> **THE EXERCISE**
Reproduce every line of the data below without any changes, but leave the pictures out.

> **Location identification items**
####

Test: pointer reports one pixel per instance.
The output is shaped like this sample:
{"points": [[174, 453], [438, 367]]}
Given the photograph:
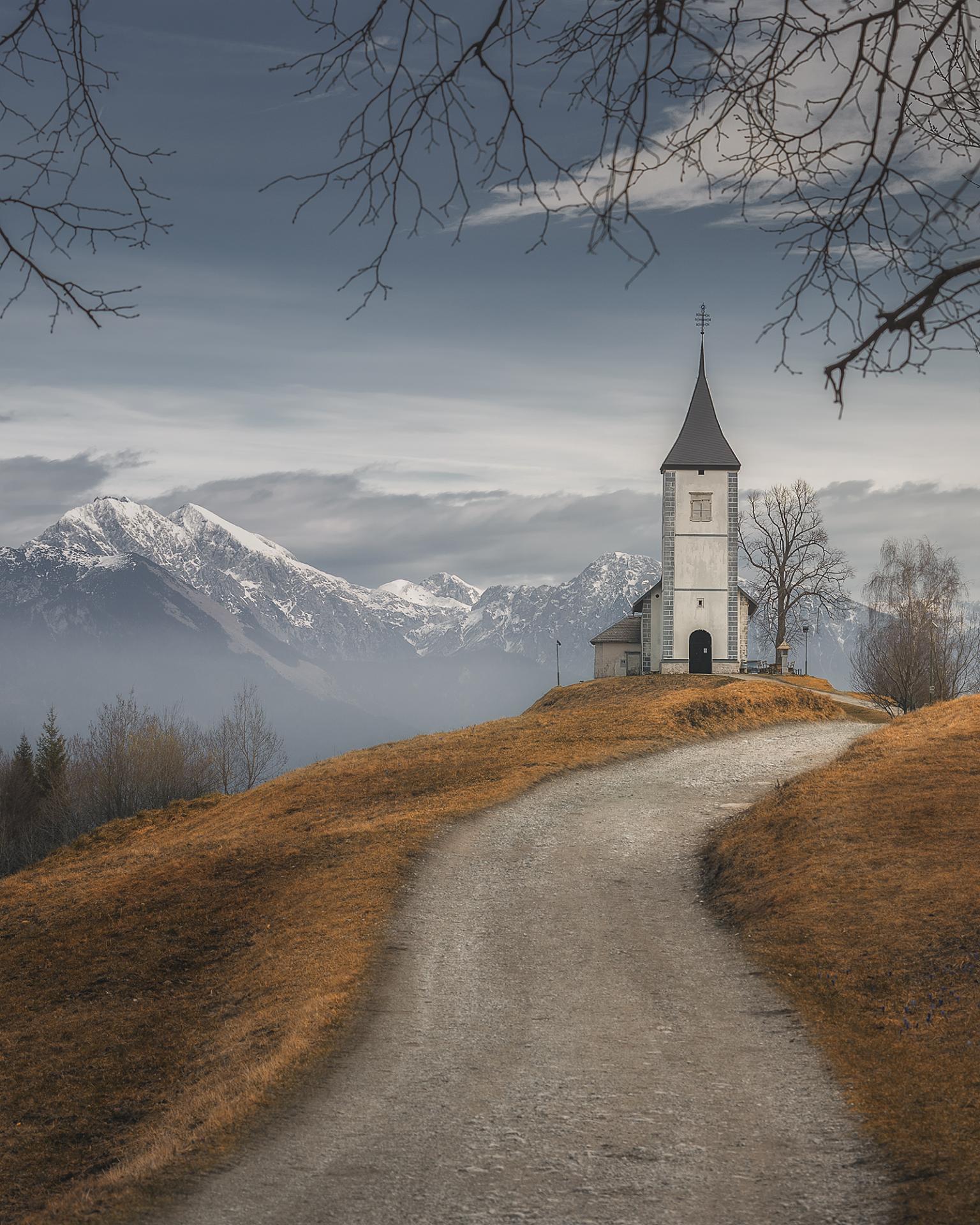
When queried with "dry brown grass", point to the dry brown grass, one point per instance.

####

> **EXPECTED OUTPUT**
Test: pointer reports one pixel per instance.
The output is shaped like this sample:
{"points": [[174, 453], [438, 367]]}
Given the photograph:
When queried with "dry brown grass", point to the dry brown grass, one point per instance.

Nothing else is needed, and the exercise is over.